**EXTRAIT DU DOCUMENT:**
D’où le caractère très différent, spécifique, du public : il vient assister à une performance, à une manière de comprendre la contingence, à une manière de répartir ses forces et de calculer. On n’assiste pas à un match de rugby comme à un sacrement. Il n’y a pas de sacré. Pas de Dieu.
Quatrième et dernier lieu commun : « les quinze », l’équipe nombreuse et diversifiée
Je le dirai en reprenant la conclusion du point précédent et en soulignant la pluralité plus que le nombre. Il n’y a pas de Dieu au rugby, pas de fortune qui fait entrer la balle dans une cage, puisque les dieux sont là, sur le stade. Rien à voir avec ce Dieu féroce, jaloux, fatigant, irrationnel, des monothéistes : non, ici ce sont les dieux de l’Olympe, ils sont plusieurs. Ils nous ressemblent, on se reconnaît : il y a le trapu qui pousse fort, le hargneux qui marche sur l’autre, le petit qui court vite, le calme qui regarde en lui-même avant de tirer, le stratège qui voit la bonne combinaison, le rusé qui extrait la balle en regardant autour de lui comme un chat qui chasse les taupes… Il y en a pour tous les talents, toutes les forces, toutes les erreurs, toutes les balourdises… Malgré l’uniformisation croissante des gabarits, ce n’est pas un sport identitaire, d’identification, ce n’est pas un sport fusionnel. Sans doute est-ce une des raisons pour lesquelles il a la faveur des femmes : le côté « troupeau d’hommes » tous pareils pas très loin du bruit de bottes y est très peu présent. On ne se sent pas exclu.

**CONSIGNE A:**
Réécrivez sous forme de liste le paragraphe de l'extrait sur le rugby qui commence par « Je le dirai en reprenant ». Conservez-en les faits essentiels.
**CONSIGNE B:**
D'après l'extrait sur le rugby, à quels dieux ressemblent ceux qui sont sur le stade ?
**CONSIGNE C:**
Recopiez tout le passage de l'extrait sur le rugby qui va de « D’où le caractère » jusqu'à « Pas de Dieu. ».

**DONNÉES FOURNIES:**

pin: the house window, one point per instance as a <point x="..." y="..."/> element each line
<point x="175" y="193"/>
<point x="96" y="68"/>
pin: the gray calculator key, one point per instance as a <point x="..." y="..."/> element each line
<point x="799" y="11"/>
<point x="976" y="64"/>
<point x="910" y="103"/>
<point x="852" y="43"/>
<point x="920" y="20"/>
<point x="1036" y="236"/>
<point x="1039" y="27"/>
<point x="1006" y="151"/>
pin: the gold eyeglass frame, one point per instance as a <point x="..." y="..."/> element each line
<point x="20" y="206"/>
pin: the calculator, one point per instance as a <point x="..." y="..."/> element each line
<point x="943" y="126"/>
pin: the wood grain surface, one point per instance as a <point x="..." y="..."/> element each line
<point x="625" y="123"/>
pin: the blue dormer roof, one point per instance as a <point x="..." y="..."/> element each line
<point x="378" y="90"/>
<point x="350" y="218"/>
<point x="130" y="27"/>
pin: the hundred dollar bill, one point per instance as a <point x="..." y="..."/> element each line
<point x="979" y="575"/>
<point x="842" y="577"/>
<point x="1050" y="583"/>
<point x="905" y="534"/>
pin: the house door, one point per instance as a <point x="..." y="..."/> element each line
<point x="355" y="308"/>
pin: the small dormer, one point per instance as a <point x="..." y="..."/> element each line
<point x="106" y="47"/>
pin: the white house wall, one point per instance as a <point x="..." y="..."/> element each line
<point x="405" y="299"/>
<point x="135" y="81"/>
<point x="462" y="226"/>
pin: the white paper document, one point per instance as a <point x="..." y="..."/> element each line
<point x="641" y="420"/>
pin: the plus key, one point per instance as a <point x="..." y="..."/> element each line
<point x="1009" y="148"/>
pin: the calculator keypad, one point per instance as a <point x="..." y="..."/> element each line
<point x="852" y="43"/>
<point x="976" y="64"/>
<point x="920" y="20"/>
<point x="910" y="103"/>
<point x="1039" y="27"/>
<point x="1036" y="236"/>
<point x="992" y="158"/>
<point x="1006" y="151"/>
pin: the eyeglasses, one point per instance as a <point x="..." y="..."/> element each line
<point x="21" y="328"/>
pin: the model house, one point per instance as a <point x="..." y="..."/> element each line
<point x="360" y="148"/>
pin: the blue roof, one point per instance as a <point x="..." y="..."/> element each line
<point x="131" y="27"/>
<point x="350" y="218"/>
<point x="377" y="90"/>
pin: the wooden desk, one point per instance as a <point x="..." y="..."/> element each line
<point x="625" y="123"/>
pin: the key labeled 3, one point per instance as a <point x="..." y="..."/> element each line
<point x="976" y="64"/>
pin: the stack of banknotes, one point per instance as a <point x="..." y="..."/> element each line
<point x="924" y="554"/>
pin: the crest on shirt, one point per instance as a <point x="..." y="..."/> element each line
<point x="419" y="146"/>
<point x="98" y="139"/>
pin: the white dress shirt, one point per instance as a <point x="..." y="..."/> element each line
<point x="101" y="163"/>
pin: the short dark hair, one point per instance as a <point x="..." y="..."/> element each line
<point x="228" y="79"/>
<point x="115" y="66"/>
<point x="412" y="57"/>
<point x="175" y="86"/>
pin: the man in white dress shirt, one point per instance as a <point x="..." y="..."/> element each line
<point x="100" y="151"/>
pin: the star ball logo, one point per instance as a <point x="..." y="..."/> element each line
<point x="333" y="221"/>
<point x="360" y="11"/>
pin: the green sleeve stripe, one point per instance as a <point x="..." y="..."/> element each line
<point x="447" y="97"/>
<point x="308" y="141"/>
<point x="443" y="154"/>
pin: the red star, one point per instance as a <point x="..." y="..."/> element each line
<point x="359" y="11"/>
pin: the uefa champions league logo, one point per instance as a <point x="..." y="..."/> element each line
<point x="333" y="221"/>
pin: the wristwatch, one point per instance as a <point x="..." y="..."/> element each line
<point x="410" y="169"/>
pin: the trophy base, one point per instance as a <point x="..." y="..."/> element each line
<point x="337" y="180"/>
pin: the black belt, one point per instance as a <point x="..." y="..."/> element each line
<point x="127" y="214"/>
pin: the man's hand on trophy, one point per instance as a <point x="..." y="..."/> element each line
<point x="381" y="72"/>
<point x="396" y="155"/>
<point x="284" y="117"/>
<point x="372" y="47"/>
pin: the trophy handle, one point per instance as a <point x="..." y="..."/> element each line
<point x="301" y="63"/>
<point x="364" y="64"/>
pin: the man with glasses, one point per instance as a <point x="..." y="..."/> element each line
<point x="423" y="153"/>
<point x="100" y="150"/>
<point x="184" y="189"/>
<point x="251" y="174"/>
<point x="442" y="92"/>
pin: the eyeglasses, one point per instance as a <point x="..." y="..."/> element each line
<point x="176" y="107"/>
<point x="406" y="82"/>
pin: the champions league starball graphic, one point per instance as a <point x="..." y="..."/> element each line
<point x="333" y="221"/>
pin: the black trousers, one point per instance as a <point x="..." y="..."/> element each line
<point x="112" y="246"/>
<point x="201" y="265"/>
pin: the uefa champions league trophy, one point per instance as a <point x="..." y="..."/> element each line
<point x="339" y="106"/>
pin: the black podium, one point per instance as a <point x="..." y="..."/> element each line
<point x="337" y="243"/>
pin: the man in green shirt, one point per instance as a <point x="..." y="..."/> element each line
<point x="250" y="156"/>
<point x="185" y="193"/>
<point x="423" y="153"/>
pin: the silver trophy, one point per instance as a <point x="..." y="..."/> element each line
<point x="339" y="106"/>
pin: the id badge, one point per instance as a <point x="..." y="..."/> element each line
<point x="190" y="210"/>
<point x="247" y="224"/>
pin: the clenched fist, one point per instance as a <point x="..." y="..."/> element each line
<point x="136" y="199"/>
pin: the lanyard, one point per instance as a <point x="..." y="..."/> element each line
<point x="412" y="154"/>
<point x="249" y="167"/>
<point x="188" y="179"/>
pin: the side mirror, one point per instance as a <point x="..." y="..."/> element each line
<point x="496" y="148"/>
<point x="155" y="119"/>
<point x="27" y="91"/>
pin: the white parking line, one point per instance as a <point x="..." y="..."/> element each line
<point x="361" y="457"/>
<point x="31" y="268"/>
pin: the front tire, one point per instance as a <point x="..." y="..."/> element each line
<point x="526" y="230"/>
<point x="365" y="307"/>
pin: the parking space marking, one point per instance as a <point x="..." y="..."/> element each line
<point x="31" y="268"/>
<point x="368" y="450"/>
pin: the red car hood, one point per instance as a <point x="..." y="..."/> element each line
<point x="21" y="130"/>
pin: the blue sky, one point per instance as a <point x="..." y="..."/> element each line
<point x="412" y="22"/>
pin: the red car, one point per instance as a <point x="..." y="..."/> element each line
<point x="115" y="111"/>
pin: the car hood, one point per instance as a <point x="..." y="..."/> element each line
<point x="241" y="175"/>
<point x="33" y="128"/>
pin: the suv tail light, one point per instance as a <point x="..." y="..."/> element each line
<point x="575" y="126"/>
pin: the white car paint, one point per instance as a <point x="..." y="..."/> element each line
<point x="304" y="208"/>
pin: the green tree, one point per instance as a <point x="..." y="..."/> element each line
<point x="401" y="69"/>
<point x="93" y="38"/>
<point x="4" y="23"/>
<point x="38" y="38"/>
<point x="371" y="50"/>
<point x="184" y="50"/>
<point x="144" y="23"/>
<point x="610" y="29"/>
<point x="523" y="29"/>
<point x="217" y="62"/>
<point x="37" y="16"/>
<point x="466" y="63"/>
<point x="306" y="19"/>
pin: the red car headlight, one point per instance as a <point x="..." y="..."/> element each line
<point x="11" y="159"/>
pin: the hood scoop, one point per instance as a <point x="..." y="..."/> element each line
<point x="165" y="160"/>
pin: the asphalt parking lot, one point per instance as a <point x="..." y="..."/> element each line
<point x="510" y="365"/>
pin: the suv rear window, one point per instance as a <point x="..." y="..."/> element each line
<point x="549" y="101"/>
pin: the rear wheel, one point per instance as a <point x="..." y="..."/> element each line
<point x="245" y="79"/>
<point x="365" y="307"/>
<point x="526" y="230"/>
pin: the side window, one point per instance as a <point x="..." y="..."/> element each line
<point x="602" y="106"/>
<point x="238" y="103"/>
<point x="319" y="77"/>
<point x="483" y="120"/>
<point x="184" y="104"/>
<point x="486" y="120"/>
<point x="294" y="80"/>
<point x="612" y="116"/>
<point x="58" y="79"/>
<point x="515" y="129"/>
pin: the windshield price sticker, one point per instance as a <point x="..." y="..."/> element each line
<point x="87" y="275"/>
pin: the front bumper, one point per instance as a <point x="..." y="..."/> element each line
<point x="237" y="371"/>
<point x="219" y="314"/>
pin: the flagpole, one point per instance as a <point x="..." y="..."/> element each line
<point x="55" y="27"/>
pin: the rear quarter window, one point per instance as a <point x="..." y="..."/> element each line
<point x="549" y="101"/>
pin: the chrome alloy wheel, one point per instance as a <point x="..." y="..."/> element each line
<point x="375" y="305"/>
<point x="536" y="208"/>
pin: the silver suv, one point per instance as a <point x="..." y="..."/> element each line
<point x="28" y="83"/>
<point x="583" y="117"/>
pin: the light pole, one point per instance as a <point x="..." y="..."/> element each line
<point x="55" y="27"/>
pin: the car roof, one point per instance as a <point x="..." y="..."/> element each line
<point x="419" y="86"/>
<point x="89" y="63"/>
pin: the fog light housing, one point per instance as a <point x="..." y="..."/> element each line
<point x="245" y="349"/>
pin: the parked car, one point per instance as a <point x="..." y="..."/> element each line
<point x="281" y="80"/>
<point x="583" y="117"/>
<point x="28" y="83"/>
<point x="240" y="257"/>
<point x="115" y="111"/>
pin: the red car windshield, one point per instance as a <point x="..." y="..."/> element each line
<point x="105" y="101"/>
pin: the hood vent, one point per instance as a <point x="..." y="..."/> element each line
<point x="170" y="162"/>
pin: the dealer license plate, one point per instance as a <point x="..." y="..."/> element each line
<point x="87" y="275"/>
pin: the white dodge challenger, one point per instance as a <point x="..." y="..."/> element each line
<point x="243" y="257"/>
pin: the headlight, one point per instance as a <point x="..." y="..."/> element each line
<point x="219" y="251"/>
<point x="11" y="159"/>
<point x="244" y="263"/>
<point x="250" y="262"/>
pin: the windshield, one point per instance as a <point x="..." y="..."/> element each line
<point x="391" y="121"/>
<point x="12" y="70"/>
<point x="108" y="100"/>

**CORRIGÉ A:**
- Au rugby, il n'y a ni Dieu unique ni fortune qui fait entrer la balle. Les dieux sont sur le stade et sont plusieurs, comme ceux de l'Olympe.
- Ils nous ressemblent : le trapu qui pousse fort, le hargneux, le petit qui court vite, le calme qui tire, le stratège, le rusé qui extrait la balle.
- Le jeu laisse place à tous les talents, toutes les forces, toutes les erreurs.
- Malgré l'uniformisation croissante des gabarits, ce n'est pas un sport identitaire ni fusionnel.
- C'est sans doute pourquoi il a la faveur des femmes : le côté « troupeau d'hommes » y est très peu présent, et on ne s'y sent pas exclu.

**CORRIGÉ B:**
Aux dieux de l'Olympe.

**CORRIGÉ C:**
D’où le caractère très différent, spécifique, du public : il vient assister à une performance, à une manière de comprendre la contingence, à une manière de répartir ses forces et de calculer. On n’assiste pas à un match de rugby comme à un sacrement. Il n’y a pas de sacré. Pas de Dieu.